YOUR OBJECTIVE: Produce the same data once more, line for line.

═══

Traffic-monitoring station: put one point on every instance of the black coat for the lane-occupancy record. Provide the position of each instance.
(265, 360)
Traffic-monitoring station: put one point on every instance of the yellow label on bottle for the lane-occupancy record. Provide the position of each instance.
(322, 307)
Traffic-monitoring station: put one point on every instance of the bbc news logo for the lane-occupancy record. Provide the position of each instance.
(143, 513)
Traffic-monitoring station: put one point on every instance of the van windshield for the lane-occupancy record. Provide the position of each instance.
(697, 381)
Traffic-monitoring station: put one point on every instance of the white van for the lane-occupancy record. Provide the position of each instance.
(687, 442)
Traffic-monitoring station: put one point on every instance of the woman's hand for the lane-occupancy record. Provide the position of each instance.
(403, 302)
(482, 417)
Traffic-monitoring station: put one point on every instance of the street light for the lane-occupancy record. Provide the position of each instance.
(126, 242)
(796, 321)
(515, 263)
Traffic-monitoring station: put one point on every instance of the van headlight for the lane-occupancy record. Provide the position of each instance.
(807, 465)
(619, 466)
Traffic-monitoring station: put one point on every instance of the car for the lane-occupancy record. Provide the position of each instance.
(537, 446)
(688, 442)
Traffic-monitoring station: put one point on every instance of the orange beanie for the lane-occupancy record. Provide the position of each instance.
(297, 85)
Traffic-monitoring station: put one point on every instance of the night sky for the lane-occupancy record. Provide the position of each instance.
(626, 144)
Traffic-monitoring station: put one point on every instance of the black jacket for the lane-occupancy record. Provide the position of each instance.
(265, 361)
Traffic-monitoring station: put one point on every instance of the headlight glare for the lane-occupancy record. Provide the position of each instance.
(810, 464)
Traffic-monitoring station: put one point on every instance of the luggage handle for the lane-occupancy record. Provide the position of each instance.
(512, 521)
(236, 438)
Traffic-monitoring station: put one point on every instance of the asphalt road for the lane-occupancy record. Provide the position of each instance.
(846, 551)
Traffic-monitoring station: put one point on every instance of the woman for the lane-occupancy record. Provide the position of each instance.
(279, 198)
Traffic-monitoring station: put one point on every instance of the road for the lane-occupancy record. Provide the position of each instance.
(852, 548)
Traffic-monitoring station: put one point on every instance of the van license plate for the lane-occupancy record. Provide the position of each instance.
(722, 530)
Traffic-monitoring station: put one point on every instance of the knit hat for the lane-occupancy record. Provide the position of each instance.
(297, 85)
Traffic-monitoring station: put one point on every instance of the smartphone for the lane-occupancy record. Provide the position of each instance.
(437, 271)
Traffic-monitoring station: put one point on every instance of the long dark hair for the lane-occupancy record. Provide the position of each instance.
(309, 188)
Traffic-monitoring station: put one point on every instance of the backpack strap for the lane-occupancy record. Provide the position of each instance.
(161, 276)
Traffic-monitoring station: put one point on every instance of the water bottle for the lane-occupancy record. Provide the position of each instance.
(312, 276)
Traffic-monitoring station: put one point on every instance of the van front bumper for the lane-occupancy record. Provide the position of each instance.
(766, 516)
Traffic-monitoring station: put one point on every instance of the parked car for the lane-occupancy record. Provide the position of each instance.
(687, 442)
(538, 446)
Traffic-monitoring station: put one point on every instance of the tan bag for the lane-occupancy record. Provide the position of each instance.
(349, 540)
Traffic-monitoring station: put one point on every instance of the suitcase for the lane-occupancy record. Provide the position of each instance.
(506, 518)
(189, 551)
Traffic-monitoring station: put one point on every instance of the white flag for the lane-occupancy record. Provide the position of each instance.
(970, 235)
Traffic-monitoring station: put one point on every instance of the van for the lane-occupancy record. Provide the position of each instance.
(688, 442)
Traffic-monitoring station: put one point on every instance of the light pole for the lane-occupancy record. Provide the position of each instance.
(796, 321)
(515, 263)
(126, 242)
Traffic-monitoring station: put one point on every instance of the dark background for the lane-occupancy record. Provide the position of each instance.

═══

EXPECTED OUTPUT:
Traffic-monitoring station: put one point on every instance of the black coat for the lane-occupancy record. Provide the position of each instance.
(265, 360)
Traffic-monitoring station: put one point on every instance of the yellow label on bottle for the lane-occupancy record. Provide the position of each instance.
(322, 307)
Traffic-monitoring station: put one point on every instance of the bbc news logo for the lane-occupancy record. Provide the position of each instance.
(143, 513)
Traffic-monitoring station: put one point on every instance of the van windshield for the lane-occupancy record. Provide the position of each instance.
(697, 381)
Traffic-monitoring station: put one point on every instance of the white van for the lane-occupancy record. Provide the position of each instance.
(687, 442)
Traffic-monitoring station: put one point on every instance of the woman's hand for the lane-occupancy record. Provide the position of each instance.
(403, 302)
(482, 417)
Traffic-monitoring station: put one point on every instance of the street light for the lane-occupancy record. Provide the position of each instance.
(126, 242)
(796, 321)
(515, 263)
Traffic-monitoring station: put one point on every instance of the van headlight for the lane-occupancy record. Provide the position of each instance.
(807, 465)
(619, 466)
Traffic-monitoring station: put one point on every instance of the car for the lane-occupancy record. Provide the position of each instance.
(537, 446)
(688, 442)
Traffic-monitoring station: put one point on every instance of the orange beanie for the lane-occupancy record. Provide the position of each instance.
(297, 85)
Traffic-monitoring station: put one point on every instance of the night sky for the lane-occupancy record. Provide the position of each instance.
(626, 144)
Traffic-monitoring station: put one point on every instance of the black jacket for the lane-occupancy record. Provide the position of each instance.
(265, 361)
Traffic-monitoring station: put one point on every instance of the headlight glare for the lane-occupancy record. Provide the position of each instance.
(810, 464)
Traffic-monitoring station: put one point on every instance of the luggage handle for the lane-occupancy record. Provide the position of each instance.
(512, 521)
(236, 438)
Traffic-monitoring station: put one point on every instance of the asphalt road for the lane-occupancy record. Provide the position of each instance.
(846, 551)
Traffic-monitoring station: put one point on every instance of the woman for the lane-occupancy record. Provide the position of each instance.
(279, 198)
Traffic-monitoring station: put one point on every instance of the road for the lane-occupancy record. Provide the position of each instance.
(852, 548)
Traffic-monitoring station: put one point on every instance of the van license plate for the lane-occupancy record. Provide the position of each instance.
(722, 530)
Traffic-monitoring station: put one point on every instance of the knit hat for the lane-occupancy record. Provide the position of each instance.
(297, 85)
Traffic-monitoring station: put one point on every instance of the smartphone for the lane-occupancy record. Provide the position of each instance.
(437, 271)
Traffic-monitoring station: put one point on every instance of the long dark hair for the lane-occupancy record. Provide the position of each instance.
(309, 188)
Traffic-monitoring station: put one point on every instance of the backpack strap for the lane-occupancy record. Provide the position of each instance.
(161, 276)
Traffic-monitoring station: put one point on every instance of the water bottle for the lane-occupancy record. Provide the position of each instance.
(312, 276)
Traffic-monitoring station: put one point on every instance of the van front bumper for the lane-occupancy record. Provide the position of each instance.
(766, 516)
Traffic-monitoring station: put one point on every instance of the parked car for the lane-occupancy record. Provide the position of each instance.
(687, 442)
(538, 446)
Traffic-monitoring station: put one point on every instance of the tan bag for the lane-occupancy record. Provide the position of each instance.
(349, 540)
Traffic-monitoring station: put one point on every instance of the suitcase for the lane-occupancy record. Provide the position of each instance.
(506, 518)
(189, 551)
Traffic-monitoring station: put one point on every instance of the white flag for the lane-occupancy record. Provide the position of each instance.
(970, 235)
Traffic-monitoring station: put one point on every instance of the van for the lane-occupancy record. Provide the position of each instance.
(688, 442)
Traffic-monitoring station: put one point on every instance of the light pole for the lane-occupancy record. Provide the position of each instance.
(796, 321)
(515, 263)
(126, 242)
Traffic-monitoring station: put one point on every instance of the dark background for the lane-occupancy record. Provide the position of each instance.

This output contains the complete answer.